▶ _EXTRACTED TEXT_:
ANALYSIS

AI Infrastructure Buildout Deepens US Copper Gap as Rio Tinto Mine Stalls

A Anika Patel Apr 19, 2026 4 min read
Engine Score 7/10 — Important
Editorial illustration for: AI Infrastructure Buildout Deepens US Copper Gap as Rio Tinto Mine Stalls
  • AI data centers and power grid expansion are increasing US copper consumption at a time when domestic mine output has been roughly flat for two decades.
  • Rio Tinto’s Resolution Copper project in Superior, Arizona — one of North America’s largest undeveloped copper deposits — has faced regulatory and permitting challenges for over 20 years, with first production unlikely before the mid-2030s.
  • The US currently imports approximately 35 percent of its copper needs, with Chile the dominant supplier; China controls an estimated 40 percent of global copper refining and smelting capacity.
  • A structural lag of 15 to 20 years between mine discovery and production means near-term supply increases will depend on imports and recycled copper rather than new domestic mines.

What Happened

Bloomberg reported on April 19, 2026 that surging electricity demand tied to artificial intelligence infrastructure is intensifying US reliance on imported copper, a metal critical to data center wiring, power transformers, and grid expansion. The report features on-the-ground coverage of Rio Tinto and BHP’s jointly owned Resolution Copper project in Superior, Arizona, framing it as a case study in both the scale of untapped domestic copper resources and the structural obstacles blocking their development.

▶ _RECORDS SUPPLIED_:
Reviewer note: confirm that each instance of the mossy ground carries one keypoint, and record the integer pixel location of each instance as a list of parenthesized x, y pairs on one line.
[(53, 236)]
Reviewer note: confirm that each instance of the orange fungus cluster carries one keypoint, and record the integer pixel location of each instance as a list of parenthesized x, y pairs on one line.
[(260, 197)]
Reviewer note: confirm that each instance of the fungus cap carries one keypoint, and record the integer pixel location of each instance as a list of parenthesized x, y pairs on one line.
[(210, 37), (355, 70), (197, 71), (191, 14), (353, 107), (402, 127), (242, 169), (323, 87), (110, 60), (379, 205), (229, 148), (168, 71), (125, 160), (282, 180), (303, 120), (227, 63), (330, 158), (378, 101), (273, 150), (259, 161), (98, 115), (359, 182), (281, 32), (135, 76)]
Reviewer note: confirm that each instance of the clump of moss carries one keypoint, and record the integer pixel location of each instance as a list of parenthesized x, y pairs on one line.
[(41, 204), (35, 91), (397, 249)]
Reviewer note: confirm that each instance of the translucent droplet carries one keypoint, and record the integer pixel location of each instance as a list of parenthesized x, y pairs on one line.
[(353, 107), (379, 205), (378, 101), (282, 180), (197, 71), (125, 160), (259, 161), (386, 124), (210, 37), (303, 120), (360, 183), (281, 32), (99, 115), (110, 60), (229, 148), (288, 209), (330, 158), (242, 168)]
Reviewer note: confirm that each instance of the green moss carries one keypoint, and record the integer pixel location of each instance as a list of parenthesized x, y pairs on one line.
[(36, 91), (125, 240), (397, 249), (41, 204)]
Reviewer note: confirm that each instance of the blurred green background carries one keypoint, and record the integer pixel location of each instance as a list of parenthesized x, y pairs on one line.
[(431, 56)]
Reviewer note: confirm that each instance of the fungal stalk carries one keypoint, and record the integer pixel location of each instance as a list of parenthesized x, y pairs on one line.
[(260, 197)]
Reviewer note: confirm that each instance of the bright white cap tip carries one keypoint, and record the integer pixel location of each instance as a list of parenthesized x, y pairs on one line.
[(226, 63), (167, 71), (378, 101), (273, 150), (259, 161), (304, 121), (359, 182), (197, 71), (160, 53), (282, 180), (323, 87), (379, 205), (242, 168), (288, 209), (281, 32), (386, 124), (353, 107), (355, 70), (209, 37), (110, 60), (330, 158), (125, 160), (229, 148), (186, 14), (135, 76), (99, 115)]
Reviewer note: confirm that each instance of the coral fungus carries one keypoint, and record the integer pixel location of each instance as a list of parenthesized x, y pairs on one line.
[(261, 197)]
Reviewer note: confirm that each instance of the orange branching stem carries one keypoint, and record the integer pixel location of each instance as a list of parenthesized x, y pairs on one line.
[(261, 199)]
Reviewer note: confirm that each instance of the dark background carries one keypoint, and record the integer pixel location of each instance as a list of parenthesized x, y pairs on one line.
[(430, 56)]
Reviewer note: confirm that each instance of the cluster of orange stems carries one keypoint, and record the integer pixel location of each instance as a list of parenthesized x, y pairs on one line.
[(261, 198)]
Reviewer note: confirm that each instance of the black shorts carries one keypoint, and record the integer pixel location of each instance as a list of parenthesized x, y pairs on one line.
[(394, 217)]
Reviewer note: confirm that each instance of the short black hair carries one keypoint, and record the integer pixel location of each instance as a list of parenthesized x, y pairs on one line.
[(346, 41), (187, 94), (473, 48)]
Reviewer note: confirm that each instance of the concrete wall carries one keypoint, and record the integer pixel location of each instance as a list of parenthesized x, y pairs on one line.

▶ _WRITTEN TASKS_:
**1)** In the copper article, what share of global copper refining and smelting capacity does China control?
**2)** Decide whether each statement agrees with the copper article, and quote the deciding words: (a) The US imports about half of the copper it needs. (b) Rio Tinto and BHP jointly own the Resolution Copper project. (c) US domestic mine output has risen sharply over the past two decades.
**3)** Continue the copper article from its last paragraph.

▶ _ANSWER LIST_:
**1)** An estimated 40 percent.

**2)**
(a) No: "The US currently imports approximately 35 percent of its copper needs"
(b) Yes: "Rio Tinto and BHP’s jointly owned Resolution Copper project"
(c) No: "domestic mine output has been roughly flat for two decades"

**3)**
Rio Tinto has stated in federal permitting documents that a fully operational Resolution mine would supply “up to 25 percent of US copper demand” — a projection that has taken on new relevance as technology companies accelerate data center construction across the American Southwest and Southeast.

Why It Matters

US copper mine output has held roughly steady at approximately 1.2 million metric tons per year for the past two decades, according to US Geological Survey data, even as domestic demand from electrification programs, electric vehicle adoption, and now AI compute infrastructure has grown. The energy transition has placed copper alongside semiconductors and lithium as a material subject to direct industrial policy attention.

Chile produces approximately 25 percent of global copper output, followed by the Democratic Republic of Congo and Peru. China controls an estimated 40 percent of global copper refining capacity — a concentration that US policymakers have characterized as a strategic vulnerability, particularly as Beijing has moved to restrict exports of other processed critical minerals since 2023.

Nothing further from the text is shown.